**Selected extract**.
Memory and Imagination Reclaim the Past
Stories take readers from the Old Testament to the Jim Crow South to contemporary Hollywood.
BOSTON
MISS OPHELIA
By Mary Burnett Smith
William Morrow
277 pp.,$24
THE RED TENT
By Anita Diamant.
A Wyatt Book for St. Martin's Press
321 pp., $23.95
BLESSING ON THE MOON
By Joseph Skibell
Algonquin Books of Chapel Hill
256 pp, $21.95
IF YOU LIVED HERE, YOU'D BE HOME BY NOW
By Sandra Tsing Loh
Riverhead Books
231 pp., $23.95
Sifting through the stacks of first novels that pile up in my study, I came across four that, in their very different ways, managed to hold my attention and engage my imagination.
These four writers tackle totally dissimilar subjects. Each has honed a distinct style of writing. And each has chosen to work in a very different novelistic form.
Ordinary daily life in rural Virginia in 1948 is the subject of Mary Burnett Smith's evocative Miss Ophelia. Herself a retired schoolteacher, Smith touchingly portrays a pivotal summer in the life of Isabel ("Belly") Anderson, an 11-year-old black girl. The story is told by Isabel herself, now a grandmother with a keen memory for the people and events that helped form her adult character.
A voracious reader, young Belly devours every book she can get her hands on, from fairy tales to "Silas Marner." She also learns from observing what goes on around her. There are secrets aplenty: teenage pregnancy, illicit love affairs, hushed-up abortions. But, as her Uncle Willie wisely remarks, the more she finds out, the less likely it is that she'll make the same mistakes.

**Work to do**.
Which publishers does the review of four first novels above name?

**Provided material**.
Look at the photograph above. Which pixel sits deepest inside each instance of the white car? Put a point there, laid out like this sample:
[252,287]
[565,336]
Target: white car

**Response**.
William Morrow; A Wyatt Book for St. Martin's Press; Algonquin Books of Chapel Hill; Riverhead Books